İstenenler:
(1) Suriye konulu metne göre aşağıdaki soruları yanıtlayın:
(a) Hameney, İran'ın Suriye'de hangi amaçlarla bulunduğunu söylüyor?
(b) Hameney 17 Aralık'taki konuşmasında siyonist rejimin Suriye üzerinden neye hazırlık yaptığını belirtiyor?
(c) Gazeteler Halep operasyonuna olayın başlamasından ne kadar sonra yer verdi?
(2) Suriye konulu metni son cümlesinin ardından kaldığı yerden sürdürün.

Okuma Metni:
··········

Hameney, HTŞ’nin Suriye halkının büyük desteği ile Esed rejiminin sonunu getirmesini işgal gibi lanse ederek “Suriye’nin, gayretli gençleri tarafından yeniden özgürlüğe kavuşturulacağını” iddia etti. Ayrıca direniş cephesinin zayıflamadığını, kırılgan bir yapısı olmadığını ve direnişin itikadi bir mektep olduğunu savundu. Hameney, kutsal mekanları korumak ve ülkenin güvenliğini sağlamak amacıyla Suriye’de olduklarını dile getirdi. Konuşmasında Kasım Süleymani’nin Suriye’de milis güç oluşturmak için çalıştığını, bu milislere silah eğitimi verdiğini ve DEAŞ karşısında mücadele ettiklerine de değindi. Ayrıca hem Suriye’de hem de Irak’ta askeri olarak bulunmadıklarını sadece danışmanlık yaptıklarını öne sürdü. İran istihbarat birimlerinin birkaç ay öncesinden Suriye’yi bilgilendirdiğini söyleyen Hameney, mesajların gidip gitmediğini bilmediğini de ekledi.

Ayetullah Hameney 17 Aralık’ta yaptığı konuşmada da Suriye’de yaşanan değişimleri, İsrail’in ve Amerika’nın işlediği cinayetlerle eş tutarak “direnişin bittiğini zannettiler, bunlar büyük yanılgı içindeler” derken direnişin bitmeyeceğini de vurguladı. Ayıca siyonist rejimin Suriye üzerinden Hizbullah’ı kuşatmak ve kökünü kazımak için hazırlık yaptığını ama bunu başaramayacaklarını da belirtti.

Suriye’deki Gelişmeler İran Basınında Nasıl Yer Buldu?
Suriyeli muhaliflerin Halep operasyonuna başlamasına İran’ın ilk tepkisi sosyal medya ve haber sitelerinden geldi. Sosyal medya propagandacıları muhaliflerle ilgili olarak “tekfirci-selefi terörist” ibareleri ile suçlayıcı bir dil kullandılar. Muhalif grupların arkasında Türkiye’nin olduğuna inanan İranlılar, Türkiye ve Cumhurbaşkanı Erdoğan’a karşı hakarete varan sözler ettiler. Gazeteler, olayın başlamasından üç gün sonra konuya yer verirken, çoğunlukla sosyal medyaya da hâkim olan “tekfirci-terörist”, “Türkiye, İsrail ile ortak hareket ediyor”, “Türkiye Selefileri destekliyor”, “Türkiye Fitne Çıkarıyor” gibi başlıklar kullandı.

··········

Veri Kesiti:
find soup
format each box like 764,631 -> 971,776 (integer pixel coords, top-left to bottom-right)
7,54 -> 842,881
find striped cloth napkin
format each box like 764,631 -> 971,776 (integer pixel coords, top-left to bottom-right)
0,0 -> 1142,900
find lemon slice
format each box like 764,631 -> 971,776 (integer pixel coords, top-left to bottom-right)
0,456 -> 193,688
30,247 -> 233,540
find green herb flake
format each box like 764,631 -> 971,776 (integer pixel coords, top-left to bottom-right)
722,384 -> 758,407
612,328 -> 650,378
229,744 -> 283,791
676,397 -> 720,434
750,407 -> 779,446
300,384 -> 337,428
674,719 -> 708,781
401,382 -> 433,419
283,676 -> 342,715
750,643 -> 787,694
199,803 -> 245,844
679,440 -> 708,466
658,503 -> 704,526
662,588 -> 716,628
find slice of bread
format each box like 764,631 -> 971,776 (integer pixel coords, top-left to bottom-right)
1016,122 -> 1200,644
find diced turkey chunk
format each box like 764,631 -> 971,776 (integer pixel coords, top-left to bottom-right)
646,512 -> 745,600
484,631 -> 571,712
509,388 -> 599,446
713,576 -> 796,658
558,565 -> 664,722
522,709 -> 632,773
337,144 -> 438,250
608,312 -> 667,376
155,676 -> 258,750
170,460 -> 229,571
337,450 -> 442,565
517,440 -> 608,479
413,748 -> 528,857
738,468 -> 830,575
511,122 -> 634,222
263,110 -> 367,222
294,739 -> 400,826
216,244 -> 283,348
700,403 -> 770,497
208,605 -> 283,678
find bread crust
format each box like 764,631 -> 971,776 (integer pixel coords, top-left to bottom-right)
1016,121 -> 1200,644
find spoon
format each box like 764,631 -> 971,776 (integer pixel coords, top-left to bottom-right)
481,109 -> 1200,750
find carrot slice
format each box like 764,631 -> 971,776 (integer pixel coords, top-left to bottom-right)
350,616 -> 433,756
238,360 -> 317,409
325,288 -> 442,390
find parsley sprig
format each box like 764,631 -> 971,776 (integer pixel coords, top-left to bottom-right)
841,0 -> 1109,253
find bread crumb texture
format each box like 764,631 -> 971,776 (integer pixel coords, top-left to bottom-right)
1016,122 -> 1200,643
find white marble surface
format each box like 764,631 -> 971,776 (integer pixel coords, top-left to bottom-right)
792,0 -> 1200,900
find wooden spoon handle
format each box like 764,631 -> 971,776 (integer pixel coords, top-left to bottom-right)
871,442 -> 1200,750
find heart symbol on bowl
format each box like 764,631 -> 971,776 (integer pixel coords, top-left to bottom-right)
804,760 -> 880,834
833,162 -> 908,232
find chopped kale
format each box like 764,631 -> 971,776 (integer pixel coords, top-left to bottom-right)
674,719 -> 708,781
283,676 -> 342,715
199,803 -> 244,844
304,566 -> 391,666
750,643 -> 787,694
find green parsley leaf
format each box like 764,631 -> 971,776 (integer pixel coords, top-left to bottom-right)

··········

Yanıt Listesi:
(1)
(a) Kutsal mekanları korumak ve ülkenin güvenliğini sağlamak.
(b) Hizbullah'ı kuşatmak ve kökünü kazımak.
(c) Üç gün sonra.

(2)
Arman-ı Milli gazetesi, “Teröristlerin Halep’e Nüfuzu” başlıklı haberinde, o güne kadar yaşanan olaylar özetlendikten sonra Suriye ordusunun “teröristlerle” mücadele ettiğini iddia etti. İran devlet televizyonuna ait olan Câm-ı Cem gazetesi “Tel-Aviv-Vaşington-Ankara üçlüsü Suriye için ne plan yaptı?” sorusunu sorarak “Şam’da Uğursuz Bir Fitne” başlıklı bir haber girdi. Kullandığı dil itibariyle diğer basınla aynı söylemi sürdüren gazete, Türkiye ve Amerika’ya bağlı tekfirci teröristlerin geniş çaplı saldırılarının, daha önceden planlanmış bir fitneyi aşikar ettiğini iddia ederek bu tür saldırıların Suriye’yi ve direniş cephesini zayıflatmayacağını ekledi. Aynı gün olayı birinci sayfasından gören bir başka gazete Cumhuri-yi İslami oldu. Bu gazete, “Suriye’nin kuzeyinde tekfirci teröristlerin ağır kaybı” başlığını kullandığı haberde, muhalif savaşçıların Nusra Cephesine mensup “yabancılar” olduklarına dikkat çekerek Suriye ordusu karşısında büyük kayıplar verdiğini öne sürdü. Reformist Şark gazetesi muhaliflerin Halep’i ele geçirmesini, “Şam Topraklarında Gafil Avlanma” başlığı ile gördü. Gazete yabancı basından gelişmeleri aktarmakla yetinirken diğer İran medyasının aksine “tekfirci- teröristler” klişesini kullanmadı. Şehrvend gazetesi “Direnişe desteği kesmek için Siyonist-tekfiri plan” başlığı ile verdiği haberde, bazı komplo teorilerini sıralarken, Merdom-salari gazetesi ise Cumhurbaşkanı Erdoğan’ın fotoğrafını kullanarak “Şam’daki Değişimde Erdoğan’ın Menfi Rolü” başlığı ile yayınladığı haber analizde, Esed muhaliflerinin Türkiye tarafından desteklendiği iddiasını ön plana çıkardı.

İran geleneksel ve sosyal medyası uzun süre aynı söyleme devam etti. Şam ele geçirilinceye kadar “tekfirci teröristler” ibaresini kullanan medyada ilk değişim Doha’da gerçekleşen toplantıdan sonra yaşandı. İlk olarak devlet televizyonu “silahlı gruplar”, “muhalif gruplar ibarelerini kullanmaya başladı. Ayrıca Dışişleri Bakanı Abbas Irakçi da 7 Aralık 2024 tarihinde yaptığı açıklamada “muhalif gruplar” ibaresini kullandı.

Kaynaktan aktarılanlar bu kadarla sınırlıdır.